START Data to use
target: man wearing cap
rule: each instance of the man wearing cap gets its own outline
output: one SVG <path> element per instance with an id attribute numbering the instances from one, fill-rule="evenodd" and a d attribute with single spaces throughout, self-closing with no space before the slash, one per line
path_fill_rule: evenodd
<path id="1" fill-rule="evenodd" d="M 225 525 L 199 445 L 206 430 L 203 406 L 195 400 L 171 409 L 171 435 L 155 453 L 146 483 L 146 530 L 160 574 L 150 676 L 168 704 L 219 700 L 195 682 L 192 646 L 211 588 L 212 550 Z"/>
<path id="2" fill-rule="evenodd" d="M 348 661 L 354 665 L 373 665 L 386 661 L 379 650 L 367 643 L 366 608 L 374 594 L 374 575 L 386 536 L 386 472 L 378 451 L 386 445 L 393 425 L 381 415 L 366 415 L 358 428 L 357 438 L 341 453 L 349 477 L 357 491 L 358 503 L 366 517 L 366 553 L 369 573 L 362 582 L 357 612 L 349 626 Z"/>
END Data to use
START Data to use
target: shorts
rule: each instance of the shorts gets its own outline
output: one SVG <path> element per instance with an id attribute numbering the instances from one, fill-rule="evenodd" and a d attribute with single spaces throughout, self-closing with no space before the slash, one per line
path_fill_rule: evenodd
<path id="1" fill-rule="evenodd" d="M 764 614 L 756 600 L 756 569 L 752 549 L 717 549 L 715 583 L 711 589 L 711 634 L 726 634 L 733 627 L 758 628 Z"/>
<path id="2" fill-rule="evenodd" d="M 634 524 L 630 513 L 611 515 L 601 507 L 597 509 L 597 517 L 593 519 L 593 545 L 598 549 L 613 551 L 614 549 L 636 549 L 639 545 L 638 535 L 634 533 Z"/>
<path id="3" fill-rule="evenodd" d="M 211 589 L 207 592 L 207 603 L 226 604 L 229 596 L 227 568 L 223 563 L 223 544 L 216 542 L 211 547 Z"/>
END Data to use
START Data to use
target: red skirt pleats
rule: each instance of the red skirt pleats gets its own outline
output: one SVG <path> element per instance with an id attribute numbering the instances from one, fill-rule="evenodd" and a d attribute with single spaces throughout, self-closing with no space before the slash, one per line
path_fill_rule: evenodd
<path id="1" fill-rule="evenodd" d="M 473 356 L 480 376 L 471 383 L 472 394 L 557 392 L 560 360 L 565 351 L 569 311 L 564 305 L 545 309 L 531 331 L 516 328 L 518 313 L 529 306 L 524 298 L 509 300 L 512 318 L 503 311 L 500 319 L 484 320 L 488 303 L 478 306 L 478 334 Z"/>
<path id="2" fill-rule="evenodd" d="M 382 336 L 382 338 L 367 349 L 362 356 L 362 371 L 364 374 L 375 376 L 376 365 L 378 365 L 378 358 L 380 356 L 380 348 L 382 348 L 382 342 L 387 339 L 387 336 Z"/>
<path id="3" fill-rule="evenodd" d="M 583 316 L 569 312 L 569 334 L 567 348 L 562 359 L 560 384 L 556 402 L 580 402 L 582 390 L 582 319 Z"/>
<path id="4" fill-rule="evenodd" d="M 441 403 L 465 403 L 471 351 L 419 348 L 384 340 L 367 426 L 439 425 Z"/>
END Data to use
Assignment: Pull every line containing "pleats" out of the material and copy it.

Solved problem:
target: red skirt pleats
rule: each instance of the red skirt pleats gets its own outline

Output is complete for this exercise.